=== WHAT IS REQUIRED ===
From the thesis introduction on torture, return the passage starting with "Consequently, the problem" and going on through "worse, candidly protorture.", copied word for word.

=== TEXT PASSAGE ===
---+---

R. O. Flyer wanted to see the thesis statement, but I just figured I’d post the introduction. So, whatcha think?
This thesis first understands itself in relation to torture. While much of the thesis itself may not mention torture explicitly, and in fact could be used as the foundation for a political theology that engages more than just torture, the reader should not forget that each argumentative turn is made with torture in mind. The thesis functions in this unusual way because it attempts to strike at the fundamental logic of torture by the state, instead of getting lost in the mire of case studies that use the threat of immanent danger to justify manipulative violence. Quite simply, I am subverting the whole discussion as I ask again and again, “Why should we torture?”
While this thesis is chiefly arguing at levels deeper than the specific action of torture, it is both deconstructive and constructive at the same time. I identify and argue against some of the first assumptions, while proposing a re-oriented economy – a different ontology, epistemology, etc. – all first grounded in the identity of a savior who suffered and the community of faith that follows suit. Therefore, the second question driving the argument is, “What should we look like if we are to be a people who refuses torture?”
Consequently, the problem this thesis seeks to address is the American Christians’ quiet acceptance of torture. Despite how little this thesis may actually mention torture, implicit in each move is the subversion of a theology that allows for current American theology to be either apathetic towards or blasé about torture (since most Christians do not seem to explicitly support torture) or, even worse, candidly protorture.
This thesis has many presuppositions, but I shall touch on a few of the most important. I first assume that torture is morally and ethically wrong, and that torture should not be used. This is not a discussion on the justification of torture, for that is a whole other argument worthy of its own time; rather, this thesis understands torture as a form of violent conversion used by the state and, as such, is to be handled with considerable suspicion.

---+---

=== STORED RECORDS ===

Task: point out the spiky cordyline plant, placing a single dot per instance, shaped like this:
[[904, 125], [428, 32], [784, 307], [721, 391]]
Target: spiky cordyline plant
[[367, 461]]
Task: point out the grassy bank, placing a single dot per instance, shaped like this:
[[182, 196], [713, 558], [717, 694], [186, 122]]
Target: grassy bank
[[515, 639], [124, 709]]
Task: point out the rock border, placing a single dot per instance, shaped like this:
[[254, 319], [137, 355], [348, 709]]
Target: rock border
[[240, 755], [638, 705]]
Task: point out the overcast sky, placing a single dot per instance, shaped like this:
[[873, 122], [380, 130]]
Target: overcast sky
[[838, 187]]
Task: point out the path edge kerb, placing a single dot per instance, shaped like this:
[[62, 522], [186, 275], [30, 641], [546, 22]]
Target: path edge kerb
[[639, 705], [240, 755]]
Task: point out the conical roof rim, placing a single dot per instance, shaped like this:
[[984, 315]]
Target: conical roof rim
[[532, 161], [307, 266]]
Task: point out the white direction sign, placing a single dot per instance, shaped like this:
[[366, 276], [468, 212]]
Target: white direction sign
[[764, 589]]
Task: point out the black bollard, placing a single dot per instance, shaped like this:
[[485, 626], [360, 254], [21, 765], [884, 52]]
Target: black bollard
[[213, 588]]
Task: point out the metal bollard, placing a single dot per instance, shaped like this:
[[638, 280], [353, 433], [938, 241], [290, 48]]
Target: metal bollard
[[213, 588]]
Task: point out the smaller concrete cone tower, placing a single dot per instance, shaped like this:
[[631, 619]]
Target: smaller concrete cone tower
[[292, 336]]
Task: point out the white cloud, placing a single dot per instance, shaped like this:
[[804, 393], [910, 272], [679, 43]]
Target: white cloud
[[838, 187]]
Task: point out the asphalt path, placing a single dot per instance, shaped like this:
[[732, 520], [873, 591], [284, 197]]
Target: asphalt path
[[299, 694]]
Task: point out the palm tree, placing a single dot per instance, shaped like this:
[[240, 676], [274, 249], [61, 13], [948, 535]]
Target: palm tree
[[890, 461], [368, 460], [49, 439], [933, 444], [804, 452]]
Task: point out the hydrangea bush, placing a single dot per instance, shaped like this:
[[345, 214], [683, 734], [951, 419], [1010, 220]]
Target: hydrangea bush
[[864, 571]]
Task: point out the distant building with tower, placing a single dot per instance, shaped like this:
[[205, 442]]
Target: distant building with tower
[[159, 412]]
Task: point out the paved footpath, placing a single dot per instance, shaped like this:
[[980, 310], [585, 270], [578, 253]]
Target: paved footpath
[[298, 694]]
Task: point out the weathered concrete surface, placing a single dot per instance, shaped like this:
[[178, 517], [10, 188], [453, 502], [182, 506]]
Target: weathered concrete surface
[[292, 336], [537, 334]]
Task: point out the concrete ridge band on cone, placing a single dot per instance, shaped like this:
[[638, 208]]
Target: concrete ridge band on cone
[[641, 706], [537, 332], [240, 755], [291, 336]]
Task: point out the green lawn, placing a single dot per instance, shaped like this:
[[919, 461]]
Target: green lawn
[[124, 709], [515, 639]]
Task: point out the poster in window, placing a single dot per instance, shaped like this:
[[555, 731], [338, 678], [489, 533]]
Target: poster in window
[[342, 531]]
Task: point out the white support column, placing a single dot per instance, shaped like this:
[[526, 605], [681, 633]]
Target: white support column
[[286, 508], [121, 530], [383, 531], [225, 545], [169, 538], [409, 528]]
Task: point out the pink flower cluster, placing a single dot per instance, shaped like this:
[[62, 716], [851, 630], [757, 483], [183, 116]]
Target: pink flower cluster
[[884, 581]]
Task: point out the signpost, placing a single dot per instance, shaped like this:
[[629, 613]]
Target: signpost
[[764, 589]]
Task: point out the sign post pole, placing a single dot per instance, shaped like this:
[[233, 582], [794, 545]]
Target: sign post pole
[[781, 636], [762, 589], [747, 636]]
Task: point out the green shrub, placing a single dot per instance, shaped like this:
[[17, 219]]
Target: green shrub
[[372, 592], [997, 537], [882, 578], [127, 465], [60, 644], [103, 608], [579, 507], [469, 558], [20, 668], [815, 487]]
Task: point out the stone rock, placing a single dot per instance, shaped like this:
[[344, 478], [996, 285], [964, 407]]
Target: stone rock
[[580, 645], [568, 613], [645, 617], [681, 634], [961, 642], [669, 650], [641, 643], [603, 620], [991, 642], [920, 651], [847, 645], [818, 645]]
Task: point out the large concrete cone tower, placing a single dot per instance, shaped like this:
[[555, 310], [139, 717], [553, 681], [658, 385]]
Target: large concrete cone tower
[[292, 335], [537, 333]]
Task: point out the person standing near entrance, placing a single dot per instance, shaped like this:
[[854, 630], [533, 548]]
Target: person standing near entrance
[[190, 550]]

---+---

=== EXERCISE SOLUTION ===
Consequently, the problem this thesis seeks to address is the American Christians’ quiet acceptance of torture. Despite how little this thesis may actually mention torture, implicit in each move is the subversion of a theology that allows for current American theology to be either apathetic towards or blasé about torture (since most Christians do not seem to explicitly support torture) or, even worse, candidly protorture.